▶ _Task details_:
Extract every line of the rows below that contains the string "crane", treating uppercase and lowercase letters as distinct.

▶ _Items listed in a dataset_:
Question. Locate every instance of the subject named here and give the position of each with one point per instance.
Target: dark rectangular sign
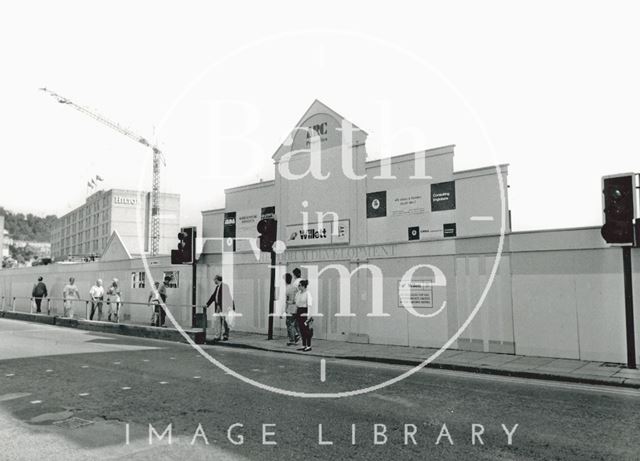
(443, 196)
(449, 229)
(377, 204)
(229, 231)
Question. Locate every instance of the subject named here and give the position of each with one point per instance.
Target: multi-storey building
(84, 231)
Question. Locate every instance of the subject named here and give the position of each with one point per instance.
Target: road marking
(17, 395)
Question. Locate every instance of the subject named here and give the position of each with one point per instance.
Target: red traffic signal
(619, 208)
(268, 230)
(185, 254)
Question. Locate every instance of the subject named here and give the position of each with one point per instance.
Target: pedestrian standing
(155, 301)
(163, 296)
(305, 321)
(96, 293)
(39, 291)
(297, 276)
(70, 295)
(115, 301)
(222, 301)
(291, 311)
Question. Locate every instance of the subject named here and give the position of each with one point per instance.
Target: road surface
(72, 394)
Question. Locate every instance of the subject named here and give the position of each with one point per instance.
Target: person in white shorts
(70, 294)
(115, 301)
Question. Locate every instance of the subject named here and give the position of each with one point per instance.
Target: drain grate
(73, 423)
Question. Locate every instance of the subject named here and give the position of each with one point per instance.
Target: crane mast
(157, 158)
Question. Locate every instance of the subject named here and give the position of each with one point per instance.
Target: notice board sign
(443, 196)
(418, 292)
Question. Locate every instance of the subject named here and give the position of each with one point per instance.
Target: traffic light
(619, 203)
(185, 253)
(268, 229)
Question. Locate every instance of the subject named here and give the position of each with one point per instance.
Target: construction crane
(157, 158)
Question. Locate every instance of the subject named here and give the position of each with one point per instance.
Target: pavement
(578, 371)
(68, 393)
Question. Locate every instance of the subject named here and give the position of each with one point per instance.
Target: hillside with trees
(28, 227)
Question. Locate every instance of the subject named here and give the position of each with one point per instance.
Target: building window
(173, 279)
(137, 279)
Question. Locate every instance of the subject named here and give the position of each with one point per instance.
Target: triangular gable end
(316, 115)
(115, 250)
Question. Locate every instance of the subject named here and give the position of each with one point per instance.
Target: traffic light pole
(628, 307)
(272, 293)
(193, 294)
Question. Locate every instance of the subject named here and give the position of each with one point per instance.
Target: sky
(551, 88)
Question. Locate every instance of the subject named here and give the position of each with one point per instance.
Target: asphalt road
(72, 394)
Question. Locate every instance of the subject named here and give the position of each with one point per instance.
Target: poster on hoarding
(407, 201)
(417, 292)
(318, 234)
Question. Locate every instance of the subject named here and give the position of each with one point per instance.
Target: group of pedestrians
(113, 295)
(297, 310)
(71, 296)
(298, 302)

▶ _Output for this exercise_:
Target: crane mast
Target: construction crane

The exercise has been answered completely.